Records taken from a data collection
━━━━━━━━━━━━━━━━━━━━━━━━━━━━━━

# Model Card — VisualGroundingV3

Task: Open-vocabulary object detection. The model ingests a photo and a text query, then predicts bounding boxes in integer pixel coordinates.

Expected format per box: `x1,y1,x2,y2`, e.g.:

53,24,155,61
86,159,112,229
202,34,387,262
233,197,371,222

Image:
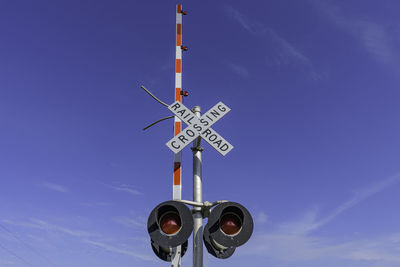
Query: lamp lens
219,213,242,235
160,212,182,235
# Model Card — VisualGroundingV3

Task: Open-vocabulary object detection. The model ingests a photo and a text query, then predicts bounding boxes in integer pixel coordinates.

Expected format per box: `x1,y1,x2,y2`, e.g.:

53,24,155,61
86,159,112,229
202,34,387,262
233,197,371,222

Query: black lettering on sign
218,105,226,112
185,129,195,137
202,129,211,138
213,139,222,148
193,123,203,132
176,109,185,117
171,103,181,110
200,119,209,126
208,134,218,142
220,144,229,151
187,116,194,124
210,109,219,118
178,135,189,144
171,141,181,149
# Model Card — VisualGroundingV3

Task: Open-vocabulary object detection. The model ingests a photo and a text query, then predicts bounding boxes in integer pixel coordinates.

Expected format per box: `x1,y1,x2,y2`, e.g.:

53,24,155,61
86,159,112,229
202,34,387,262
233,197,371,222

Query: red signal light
219,213,242,235
160,211,182,235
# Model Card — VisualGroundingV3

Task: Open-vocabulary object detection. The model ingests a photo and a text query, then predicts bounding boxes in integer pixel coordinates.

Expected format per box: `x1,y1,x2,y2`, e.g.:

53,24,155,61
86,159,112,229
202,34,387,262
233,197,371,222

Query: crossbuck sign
166,101,233,156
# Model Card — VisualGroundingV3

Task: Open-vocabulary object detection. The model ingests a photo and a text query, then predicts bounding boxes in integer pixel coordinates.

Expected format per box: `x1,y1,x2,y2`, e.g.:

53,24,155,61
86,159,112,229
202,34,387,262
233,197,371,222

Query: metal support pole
192,106,203,267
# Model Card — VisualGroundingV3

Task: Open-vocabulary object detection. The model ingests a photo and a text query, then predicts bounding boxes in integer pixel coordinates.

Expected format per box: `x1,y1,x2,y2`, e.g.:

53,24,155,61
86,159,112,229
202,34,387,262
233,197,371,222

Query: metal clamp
174,199,228,218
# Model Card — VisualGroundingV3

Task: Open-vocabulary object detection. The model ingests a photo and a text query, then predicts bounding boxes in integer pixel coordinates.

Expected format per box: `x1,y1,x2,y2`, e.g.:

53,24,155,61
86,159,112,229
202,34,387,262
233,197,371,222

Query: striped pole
171,5,182,267
172,5,182,199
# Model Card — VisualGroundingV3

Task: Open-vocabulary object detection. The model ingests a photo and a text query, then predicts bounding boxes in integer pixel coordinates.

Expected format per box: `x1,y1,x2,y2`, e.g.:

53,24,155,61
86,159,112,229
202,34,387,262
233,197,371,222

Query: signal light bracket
174,199,229,219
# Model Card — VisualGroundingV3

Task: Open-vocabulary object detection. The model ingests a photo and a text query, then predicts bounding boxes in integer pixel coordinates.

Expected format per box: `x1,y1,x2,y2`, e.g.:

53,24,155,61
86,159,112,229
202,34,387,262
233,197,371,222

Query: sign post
192,106,203,267
141,5,253,267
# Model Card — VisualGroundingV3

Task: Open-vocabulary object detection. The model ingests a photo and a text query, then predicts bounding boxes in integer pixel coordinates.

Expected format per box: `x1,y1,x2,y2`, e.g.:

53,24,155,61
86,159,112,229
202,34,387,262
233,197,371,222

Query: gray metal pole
192,106,203,267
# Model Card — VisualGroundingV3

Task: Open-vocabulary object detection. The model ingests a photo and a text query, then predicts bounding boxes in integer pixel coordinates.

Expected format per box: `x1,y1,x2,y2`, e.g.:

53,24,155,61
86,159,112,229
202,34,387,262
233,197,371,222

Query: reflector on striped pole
171,5,183,267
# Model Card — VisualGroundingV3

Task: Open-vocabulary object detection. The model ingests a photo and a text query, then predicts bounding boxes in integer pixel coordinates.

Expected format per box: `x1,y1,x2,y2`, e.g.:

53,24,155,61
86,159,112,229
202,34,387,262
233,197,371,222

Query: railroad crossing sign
166,101,233,156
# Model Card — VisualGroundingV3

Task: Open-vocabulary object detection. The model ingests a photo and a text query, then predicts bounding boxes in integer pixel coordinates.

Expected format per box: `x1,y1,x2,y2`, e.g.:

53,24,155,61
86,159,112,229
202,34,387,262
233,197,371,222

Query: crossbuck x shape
166,101,233,156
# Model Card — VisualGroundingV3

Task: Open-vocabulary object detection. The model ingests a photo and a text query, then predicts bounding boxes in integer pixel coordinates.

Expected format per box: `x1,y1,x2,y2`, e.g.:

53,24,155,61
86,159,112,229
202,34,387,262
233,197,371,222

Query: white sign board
166,101,233,156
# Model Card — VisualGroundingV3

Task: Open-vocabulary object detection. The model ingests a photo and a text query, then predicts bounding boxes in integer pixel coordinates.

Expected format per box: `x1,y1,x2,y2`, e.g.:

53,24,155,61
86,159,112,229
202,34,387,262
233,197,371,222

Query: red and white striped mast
172,5,187,267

━━━━━━━━━━━━━━━━━━━━━━━━━━━━━━

Please pick out and copy every line above that contains the string "white". Treat case as significant.

● Task solution:
Query: white sign board
Query: red and white striped mast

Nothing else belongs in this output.